THE TASK: Filter the records below, keeping every line that contains the string "railing". Treat uppercase and lowercase letters as different.

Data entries
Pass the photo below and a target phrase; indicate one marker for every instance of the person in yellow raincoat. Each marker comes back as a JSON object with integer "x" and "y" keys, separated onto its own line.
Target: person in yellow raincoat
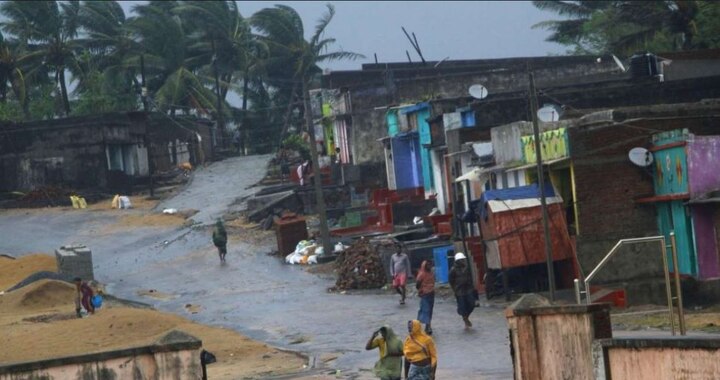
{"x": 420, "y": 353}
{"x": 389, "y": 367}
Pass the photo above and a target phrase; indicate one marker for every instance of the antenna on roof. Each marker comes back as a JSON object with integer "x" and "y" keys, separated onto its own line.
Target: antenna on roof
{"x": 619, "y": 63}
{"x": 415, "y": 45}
==
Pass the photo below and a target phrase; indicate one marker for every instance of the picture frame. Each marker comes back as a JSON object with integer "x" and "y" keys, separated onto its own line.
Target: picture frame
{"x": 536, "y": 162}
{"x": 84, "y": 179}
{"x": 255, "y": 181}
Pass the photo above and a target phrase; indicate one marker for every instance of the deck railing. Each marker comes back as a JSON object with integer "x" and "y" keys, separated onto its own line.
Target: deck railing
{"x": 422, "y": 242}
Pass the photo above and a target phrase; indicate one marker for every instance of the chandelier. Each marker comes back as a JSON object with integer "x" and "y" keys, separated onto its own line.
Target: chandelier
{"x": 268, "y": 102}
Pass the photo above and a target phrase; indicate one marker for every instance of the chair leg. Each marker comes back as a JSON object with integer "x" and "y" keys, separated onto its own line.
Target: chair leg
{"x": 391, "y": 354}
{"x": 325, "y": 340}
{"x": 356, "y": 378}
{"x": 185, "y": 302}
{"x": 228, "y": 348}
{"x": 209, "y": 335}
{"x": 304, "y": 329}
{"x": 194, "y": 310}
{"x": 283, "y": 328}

EXERCISE RESULT:
Pass the photo above and a target phrase; indicate one marker for every instance of the deck railing. Each marker comes back as a JSON object with integer "x" and "y" keys, separated onto its own line.
Target: deck railing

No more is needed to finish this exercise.